→ **Requirement 1**:
In the piece on inclusive growth below, why does the writer say that growth in services has not produced good jobs? Answer in one to three sentences.

5 arrows for inclusive growth

By:  | 12:01 AM October 11th, 2015

00 Archery

LET me not belabor the obvious. Despite the 6.5-percent average annual growth rate for the past five years being trumpeted by the Aquino administration, I don’t know if there’s no more corruption, but I’m sure as hell there are still lots of poor people.

Levels of unemployment and underemployment, poverty and hunger have essentially remained the same. While hunger has moderated somewhat in the first quarter, it could be because inflation fell to 1.2 percent in the same period. And there has been no major typhoon. However, with a severe El Niño this year, incidence of hunger is expected to increase again.

First, growth has mainly been consumption-driven rather than investment-driven. Second, agricultural growth and agricultural productivity remain low. Most poor people live in the countryside and eke out a living from agriculture.

Growth has mainly been in services, while the share of manufacturing has shrunk from 25.7 percent of gross domestic product (GDP) in 1980 to around 20.52 percent today.

Productivity in services is still much lower than in industry. In other words, what counts as services growth are poor-paying jobs like selling DVDs or working as fast-food workers or gasoline boys, while better-paying jobs in manufacturing aren’t being created to absorb our large labor pool.

Therefore, to achieve inclusive growth, reduce poverty, generate jobs and lower hunger, we have to do the following:

Make economic growth investment-driven rather than consumption-driven.

Tackle the problem of low agricultural productivity.

Increase the share of manufacturing.

Make our industries competitive.

But how?

If Japanese Prime Minister Shinzo Abe has his three magic arrows—expansive monetary policy via massive quantitative easing, robust fiscal spending and structural reforms—to cure the ailing Japanese economy, I will offer my own five arrows to achieve inclusive economic growth.

The five arrows address the big constraints to sustainable and inclusive growth.

The first arrow is openness to foreign investment.

In particular, we need constitutional change to remove the foreign ownership restrictions.

Why, you might ask?

Even local investors, who are not restricted, are not investing. This is shown by the fact that our investment rate is quite low at 20 percent of GDP compared with about 25 percent in Malaysia, 33 percent in Indonesia and 47 percent in China.

Our banks are awash in liquidity. Instead of lending to businesses, banks are lending to consumers and parking their funds in the Bangko Sentral ng Pilipinas (BSP).

If local investors are not investing, why is it so important to remove the foreign ownership restrictions in the Constitution?

→ **Requirement 2**:
Count the lines of the records below that contain the string "pink", and reply with the number only.

→ **Supplied entries**:

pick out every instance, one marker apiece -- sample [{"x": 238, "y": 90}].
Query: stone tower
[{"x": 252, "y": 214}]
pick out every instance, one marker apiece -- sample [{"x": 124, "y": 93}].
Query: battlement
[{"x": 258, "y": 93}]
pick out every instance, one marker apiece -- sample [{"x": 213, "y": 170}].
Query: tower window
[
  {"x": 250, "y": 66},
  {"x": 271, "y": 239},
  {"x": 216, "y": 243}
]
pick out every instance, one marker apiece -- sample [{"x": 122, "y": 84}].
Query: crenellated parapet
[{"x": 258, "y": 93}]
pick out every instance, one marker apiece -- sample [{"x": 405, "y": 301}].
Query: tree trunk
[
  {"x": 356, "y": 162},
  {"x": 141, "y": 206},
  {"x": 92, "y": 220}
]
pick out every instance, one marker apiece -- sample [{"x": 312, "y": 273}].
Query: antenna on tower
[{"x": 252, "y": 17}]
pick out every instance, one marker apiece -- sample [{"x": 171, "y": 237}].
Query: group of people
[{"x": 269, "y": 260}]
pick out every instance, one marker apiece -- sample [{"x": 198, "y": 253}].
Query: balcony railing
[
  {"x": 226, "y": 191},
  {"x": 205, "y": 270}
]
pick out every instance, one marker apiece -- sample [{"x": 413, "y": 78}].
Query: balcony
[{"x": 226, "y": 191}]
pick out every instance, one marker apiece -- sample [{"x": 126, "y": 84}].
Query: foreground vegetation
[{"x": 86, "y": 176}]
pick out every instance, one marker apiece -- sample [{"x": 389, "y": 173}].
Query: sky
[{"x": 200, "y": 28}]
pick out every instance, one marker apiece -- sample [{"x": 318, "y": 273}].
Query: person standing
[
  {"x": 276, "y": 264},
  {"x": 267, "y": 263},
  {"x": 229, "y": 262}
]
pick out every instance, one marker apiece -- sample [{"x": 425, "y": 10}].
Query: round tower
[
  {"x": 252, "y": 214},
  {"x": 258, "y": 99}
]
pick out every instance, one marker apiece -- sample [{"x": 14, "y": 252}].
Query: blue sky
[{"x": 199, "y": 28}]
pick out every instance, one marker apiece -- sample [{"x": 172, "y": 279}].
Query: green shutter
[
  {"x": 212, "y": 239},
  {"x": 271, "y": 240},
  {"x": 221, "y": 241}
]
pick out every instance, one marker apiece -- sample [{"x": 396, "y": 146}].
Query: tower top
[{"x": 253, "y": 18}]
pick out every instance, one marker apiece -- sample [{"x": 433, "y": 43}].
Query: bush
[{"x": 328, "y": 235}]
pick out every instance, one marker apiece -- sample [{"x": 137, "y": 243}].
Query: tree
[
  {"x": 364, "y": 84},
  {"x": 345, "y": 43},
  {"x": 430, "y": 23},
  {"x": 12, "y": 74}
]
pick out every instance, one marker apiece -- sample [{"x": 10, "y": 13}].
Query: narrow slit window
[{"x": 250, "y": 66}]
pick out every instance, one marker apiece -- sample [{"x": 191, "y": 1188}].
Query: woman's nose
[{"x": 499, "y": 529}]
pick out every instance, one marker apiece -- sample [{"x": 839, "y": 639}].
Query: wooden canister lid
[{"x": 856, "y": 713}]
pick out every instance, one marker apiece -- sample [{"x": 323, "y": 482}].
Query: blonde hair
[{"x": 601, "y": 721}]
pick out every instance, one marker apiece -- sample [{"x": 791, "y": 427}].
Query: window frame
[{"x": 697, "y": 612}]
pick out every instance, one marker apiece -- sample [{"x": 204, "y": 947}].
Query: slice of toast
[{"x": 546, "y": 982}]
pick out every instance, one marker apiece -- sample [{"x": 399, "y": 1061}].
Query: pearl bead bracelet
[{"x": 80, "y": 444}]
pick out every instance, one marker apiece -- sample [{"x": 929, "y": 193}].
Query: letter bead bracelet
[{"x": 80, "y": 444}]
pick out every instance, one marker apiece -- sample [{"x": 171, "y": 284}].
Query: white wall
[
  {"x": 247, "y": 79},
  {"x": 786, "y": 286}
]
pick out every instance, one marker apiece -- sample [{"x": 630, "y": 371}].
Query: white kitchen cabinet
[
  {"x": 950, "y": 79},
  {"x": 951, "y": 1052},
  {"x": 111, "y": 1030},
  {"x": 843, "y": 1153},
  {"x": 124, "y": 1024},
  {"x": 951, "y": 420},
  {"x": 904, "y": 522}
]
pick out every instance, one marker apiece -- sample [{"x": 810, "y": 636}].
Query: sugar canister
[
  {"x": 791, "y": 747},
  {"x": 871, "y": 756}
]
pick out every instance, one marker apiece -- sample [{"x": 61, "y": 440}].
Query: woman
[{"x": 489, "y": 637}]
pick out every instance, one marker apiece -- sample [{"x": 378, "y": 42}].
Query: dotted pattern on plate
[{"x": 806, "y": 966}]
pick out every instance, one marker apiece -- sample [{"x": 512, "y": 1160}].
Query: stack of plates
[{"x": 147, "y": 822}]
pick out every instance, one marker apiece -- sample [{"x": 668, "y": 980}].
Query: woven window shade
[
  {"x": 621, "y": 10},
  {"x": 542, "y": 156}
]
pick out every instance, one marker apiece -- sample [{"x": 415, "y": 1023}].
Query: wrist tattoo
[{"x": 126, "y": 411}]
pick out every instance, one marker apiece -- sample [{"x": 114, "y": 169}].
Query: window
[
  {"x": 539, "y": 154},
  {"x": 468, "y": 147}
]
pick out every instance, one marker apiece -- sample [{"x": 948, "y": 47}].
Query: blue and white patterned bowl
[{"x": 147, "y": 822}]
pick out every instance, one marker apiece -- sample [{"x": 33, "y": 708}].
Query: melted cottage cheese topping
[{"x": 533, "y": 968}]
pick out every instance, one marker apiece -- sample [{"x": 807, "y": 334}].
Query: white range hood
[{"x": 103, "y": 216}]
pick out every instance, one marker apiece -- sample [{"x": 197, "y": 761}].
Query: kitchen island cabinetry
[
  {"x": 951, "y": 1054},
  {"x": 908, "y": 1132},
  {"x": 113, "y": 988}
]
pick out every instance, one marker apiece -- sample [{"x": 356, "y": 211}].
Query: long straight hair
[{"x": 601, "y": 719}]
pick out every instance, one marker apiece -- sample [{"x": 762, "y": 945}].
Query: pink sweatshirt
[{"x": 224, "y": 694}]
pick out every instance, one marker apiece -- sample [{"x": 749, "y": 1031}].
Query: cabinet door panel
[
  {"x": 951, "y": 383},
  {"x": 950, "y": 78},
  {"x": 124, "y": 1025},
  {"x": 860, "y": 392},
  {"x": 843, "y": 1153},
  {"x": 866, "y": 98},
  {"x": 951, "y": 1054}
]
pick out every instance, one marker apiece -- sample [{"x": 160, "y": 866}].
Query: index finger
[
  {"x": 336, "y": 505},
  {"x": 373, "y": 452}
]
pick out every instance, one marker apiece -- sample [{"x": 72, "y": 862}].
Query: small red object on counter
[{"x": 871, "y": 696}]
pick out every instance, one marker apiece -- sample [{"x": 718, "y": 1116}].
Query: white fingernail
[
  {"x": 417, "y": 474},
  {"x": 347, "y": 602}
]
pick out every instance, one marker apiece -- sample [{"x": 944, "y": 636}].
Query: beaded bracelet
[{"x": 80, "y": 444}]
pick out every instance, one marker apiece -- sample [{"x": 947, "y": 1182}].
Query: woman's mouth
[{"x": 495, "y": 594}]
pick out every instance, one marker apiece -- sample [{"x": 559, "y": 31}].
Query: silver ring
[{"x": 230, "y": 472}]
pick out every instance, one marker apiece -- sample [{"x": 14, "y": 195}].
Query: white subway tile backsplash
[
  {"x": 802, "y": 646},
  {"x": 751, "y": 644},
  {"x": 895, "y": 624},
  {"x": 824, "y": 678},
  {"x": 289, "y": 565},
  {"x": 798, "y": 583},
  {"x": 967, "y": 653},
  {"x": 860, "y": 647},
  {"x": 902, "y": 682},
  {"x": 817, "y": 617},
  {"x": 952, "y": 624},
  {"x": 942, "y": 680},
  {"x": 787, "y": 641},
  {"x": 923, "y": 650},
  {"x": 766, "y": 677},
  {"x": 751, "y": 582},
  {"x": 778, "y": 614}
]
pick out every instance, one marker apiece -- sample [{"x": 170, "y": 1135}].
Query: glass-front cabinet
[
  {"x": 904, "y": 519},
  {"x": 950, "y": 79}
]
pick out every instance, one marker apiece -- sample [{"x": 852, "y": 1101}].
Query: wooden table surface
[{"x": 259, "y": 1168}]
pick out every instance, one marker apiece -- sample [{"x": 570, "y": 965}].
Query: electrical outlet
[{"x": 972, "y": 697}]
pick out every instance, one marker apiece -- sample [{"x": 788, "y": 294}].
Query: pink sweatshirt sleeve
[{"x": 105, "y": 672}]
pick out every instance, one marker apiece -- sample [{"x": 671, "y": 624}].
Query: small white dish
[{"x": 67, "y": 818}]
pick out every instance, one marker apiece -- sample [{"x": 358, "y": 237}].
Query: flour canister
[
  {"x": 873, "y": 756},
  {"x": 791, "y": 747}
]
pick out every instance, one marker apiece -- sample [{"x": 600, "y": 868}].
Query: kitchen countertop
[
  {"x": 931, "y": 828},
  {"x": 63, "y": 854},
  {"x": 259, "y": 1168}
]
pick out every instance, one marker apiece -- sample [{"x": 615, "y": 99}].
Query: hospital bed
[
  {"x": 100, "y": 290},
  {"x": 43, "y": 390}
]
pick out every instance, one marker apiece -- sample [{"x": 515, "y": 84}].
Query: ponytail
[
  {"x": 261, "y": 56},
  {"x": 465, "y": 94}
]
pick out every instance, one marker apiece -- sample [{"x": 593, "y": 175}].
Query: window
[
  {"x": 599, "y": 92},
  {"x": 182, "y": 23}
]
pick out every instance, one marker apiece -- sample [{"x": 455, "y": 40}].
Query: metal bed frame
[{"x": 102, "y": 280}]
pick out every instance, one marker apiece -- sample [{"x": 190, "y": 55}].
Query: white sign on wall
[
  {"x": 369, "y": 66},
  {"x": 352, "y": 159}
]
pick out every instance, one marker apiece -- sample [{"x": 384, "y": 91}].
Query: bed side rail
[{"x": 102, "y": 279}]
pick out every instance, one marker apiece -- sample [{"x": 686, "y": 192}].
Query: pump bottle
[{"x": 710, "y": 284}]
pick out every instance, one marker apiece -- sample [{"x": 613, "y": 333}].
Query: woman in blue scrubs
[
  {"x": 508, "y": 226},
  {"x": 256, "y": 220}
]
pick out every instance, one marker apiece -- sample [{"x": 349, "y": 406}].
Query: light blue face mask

→ **Task answer 1**:
Productivity in services is still much lower than in industry. The services growth is made up of poor-paying jobs, like selling DVDs or working as fast-food workers or gasoline boys. Meanwhile, better-paying manufacturing jobs aren't being created to absorb the large labor pool.

→ **Task answer 2**:
2